#### Page ####

[ [ [ Le bal des hypocrites - Yannis Lehuédé

Les déclarations vertueuses se multiplient, en France comme dans le monde entier, après la libération d’Aung San Suu Kyi. Les plus sincères sont probablement celles de la Thaïlande, où l’on dit espérer que cette libération permette une "réconciliation nationale" – qui sauverait la mise aux généraux criminels... ce que ces derniers espèrent bien aussi. La palme de l’hypocrisie revient toutefois à Nicolas Sarkozy, soutien inconditionnel de la dictature, ainsi qu’on a pu le voir lors de la répression de la "révolution de safran", en 2007, dont il avait donné le feu vert.

#### Données affichées ####

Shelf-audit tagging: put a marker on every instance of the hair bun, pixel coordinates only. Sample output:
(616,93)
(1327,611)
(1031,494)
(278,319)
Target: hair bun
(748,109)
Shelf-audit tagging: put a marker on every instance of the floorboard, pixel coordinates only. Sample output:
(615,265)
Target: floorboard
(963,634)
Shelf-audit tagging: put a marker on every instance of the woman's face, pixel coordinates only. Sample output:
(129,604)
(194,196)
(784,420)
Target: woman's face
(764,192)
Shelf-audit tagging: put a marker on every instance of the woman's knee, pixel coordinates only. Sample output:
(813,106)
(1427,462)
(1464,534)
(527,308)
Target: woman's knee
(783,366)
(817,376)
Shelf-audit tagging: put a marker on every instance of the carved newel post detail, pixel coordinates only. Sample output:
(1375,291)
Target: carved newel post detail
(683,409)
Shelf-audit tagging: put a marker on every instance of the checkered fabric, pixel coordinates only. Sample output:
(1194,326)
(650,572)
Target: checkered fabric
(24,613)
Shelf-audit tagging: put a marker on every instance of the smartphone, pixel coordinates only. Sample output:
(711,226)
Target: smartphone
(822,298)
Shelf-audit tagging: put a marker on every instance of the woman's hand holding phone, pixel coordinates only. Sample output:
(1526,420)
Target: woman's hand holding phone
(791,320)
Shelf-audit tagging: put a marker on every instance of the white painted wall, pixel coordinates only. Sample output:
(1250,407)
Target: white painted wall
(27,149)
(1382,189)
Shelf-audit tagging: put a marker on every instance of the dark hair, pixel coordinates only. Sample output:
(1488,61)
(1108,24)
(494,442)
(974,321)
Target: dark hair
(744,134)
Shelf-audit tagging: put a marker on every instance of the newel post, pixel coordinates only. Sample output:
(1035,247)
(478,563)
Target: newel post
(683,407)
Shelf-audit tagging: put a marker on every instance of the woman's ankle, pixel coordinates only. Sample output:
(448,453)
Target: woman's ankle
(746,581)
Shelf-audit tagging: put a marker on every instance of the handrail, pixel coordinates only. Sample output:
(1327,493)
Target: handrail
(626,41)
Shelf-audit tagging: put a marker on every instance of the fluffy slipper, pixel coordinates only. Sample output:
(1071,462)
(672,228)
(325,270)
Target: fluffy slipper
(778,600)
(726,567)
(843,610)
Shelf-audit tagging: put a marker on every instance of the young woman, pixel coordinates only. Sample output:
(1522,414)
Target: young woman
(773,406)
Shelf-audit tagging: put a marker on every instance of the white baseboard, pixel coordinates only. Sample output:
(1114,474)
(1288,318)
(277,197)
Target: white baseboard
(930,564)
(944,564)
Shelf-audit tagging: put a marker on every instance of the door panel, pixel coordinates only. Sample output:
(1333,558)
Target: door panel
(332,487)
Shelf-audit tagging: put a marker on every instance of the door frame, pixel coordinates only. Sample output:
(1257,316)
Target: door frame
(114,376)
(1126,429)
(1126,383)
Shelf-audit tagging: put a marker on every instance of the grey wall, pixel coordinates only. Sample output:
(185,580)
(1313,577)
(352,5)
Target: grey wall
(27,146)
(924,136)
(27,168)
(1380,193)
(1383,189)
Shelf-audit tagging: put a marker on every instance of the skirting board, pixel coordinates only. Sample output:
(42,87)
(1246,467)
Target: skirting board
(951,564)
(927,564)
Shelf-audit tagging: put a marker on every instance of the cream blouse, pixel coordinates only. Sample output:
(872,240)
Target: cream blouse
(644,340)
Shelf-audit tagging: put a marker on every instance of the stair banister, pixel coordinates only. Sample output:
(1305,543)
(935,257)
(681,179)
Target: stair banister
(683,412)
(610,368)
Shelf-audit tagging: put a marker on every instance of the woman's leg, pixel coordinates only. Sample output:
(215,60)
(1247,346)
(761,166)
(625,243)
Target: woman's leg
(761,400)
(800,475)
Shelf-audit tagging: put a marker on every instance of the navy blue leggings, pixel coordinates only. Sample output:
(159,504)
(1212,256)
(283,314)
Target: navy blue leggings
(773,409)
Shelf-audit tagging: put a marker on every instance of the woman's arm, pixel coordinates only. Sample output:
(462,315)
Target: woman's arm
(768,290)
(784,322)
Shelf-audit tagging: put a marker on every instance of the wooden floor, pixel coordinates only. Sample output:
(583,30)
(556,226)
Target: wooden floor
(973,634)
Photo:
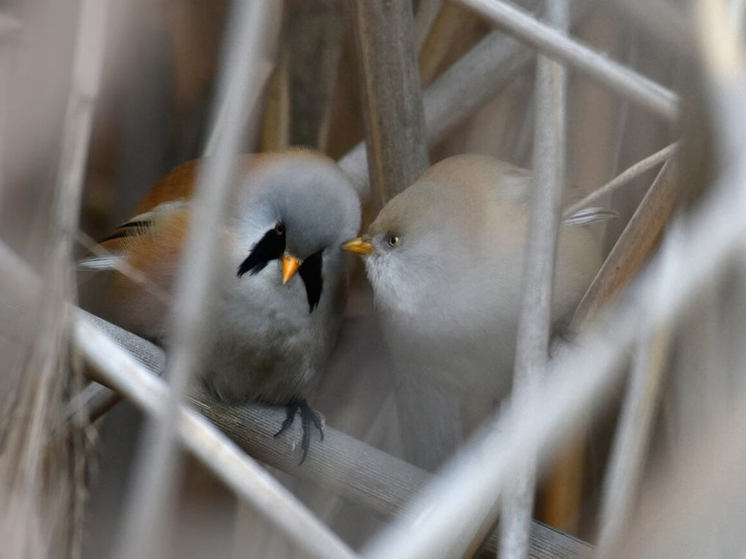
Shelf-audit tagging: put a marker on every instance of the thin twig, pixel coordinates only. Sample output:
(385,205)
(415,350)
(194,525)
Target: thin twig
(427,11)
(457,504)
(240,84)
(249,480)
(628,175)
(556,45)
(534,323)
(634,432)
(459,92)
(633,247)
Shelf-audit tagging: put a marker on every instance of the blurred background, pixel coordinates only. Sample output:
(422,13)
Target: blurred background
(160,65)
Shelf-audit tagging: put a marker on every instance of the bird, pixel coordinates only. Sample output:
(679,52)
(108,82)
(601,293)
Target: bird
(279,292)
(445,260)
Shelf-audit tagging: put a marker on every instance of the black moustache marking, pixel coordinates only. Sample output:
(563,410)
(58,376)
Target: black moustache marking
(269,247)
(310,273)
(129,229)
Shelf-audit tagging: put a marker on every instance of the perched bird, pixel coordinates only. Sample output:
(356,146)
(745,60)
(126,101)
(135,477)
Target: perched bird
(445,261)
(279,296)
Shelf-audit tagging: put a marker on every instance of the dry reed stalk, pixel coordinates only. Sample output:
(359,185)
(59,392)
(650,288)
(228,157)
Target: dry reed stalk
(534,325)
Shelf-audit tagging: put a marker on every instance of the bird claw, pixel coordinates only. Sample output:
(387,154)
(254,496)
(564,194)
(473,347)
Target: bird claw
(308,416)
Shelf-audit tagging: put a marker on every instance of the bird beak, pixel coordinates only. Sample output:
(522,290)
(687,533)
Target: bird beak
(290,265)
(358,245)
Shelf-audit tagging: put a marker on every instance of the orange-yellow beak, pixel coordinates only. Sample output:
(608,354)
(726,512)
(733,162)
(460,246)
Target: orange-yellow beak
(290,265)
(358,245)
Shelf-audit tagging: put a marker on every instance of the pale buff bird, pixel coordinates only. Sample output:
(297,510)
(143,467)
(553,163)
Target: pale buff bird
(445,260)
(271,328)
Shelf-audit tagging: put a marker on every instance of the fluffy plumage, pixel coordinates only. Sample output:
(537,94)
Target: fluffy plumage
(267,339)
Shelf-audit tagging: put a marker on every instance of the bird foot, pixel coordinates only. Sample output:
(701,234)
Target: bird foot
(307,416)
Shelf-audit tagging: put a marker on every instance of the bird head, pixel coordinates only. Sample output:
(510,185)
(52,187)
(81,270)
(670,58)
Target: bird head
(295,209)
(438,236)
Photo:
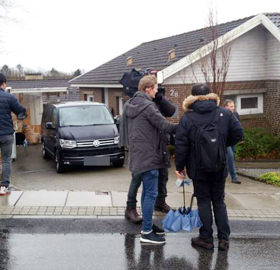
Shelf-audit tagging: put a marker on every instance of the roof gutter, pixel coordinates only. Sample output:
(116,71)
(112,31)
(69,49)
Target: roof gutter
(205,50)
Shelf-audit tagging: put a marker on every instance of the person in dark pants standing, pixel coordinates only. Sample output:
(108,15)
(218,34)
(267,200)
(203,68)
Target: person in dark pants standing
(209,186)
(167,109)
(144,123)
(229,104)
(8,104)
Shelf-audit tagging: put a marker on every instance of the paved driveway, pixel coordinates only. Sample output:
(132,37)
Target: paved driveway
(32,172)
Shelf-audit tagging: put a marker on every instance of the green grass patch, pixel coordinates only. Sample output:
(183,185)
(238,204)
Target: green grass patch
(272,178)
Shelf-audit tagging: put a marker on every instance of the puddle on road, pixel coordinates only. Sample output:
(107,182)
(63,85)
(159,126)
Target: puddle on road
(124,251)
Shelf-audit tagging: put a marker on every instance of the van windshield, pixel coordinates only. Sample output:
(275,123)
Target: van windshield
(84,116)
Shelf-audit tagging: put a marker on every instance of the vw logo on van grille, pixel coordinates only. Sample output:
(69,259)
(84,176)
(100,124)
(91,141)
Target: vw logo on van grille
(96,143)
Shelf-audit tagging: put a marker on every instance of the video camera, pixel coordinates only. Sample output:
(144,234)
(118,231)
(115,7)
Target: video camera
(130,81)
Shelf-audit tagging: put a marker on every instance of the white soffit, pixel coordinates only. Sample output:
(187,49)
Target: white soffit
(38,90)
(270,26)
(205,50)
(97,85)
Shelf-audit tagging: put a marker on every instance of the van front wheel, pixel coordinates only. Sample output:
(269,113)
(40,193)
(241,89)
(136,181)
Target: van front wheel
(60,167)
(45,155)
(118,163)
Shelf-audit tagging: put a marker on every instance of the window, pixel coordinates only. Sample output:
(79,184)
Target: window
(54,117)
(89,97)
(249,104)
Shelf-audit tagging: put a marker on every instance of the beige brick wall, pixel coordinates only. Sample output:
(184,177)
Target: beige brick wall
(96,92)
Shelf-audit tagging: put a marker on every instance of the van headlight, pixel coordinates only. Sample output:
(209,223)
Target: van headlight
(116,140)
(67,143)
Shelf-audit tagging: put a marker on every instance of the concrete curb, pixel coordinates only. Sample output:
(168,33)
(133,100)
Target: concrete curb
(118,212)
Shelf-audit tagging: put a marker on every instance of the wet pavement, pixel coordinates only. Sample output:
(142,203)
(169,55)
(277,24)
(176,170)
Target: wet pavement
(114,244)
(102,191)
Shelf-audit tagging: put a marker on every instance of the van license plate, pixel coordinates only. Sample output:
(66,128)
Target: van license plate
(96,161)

####

* **Travail à faire**:
[1] Traduisez en anglais, s'il vous plaît, cette phrase de la page : « Les déclarations vertueuses se multiplient, en France comme dans le monde entier, après la libération d’Aung San Suu Kyi. »
[2] D'après la page, en quelle année a eu lieu la répression de la « révolution de safran » ?

* **Corrigé complet**:
[1] Virtuous statements are multiplying, in France as throughout the world, following the release of Aung San Suu Kyi.

[2] En 2007.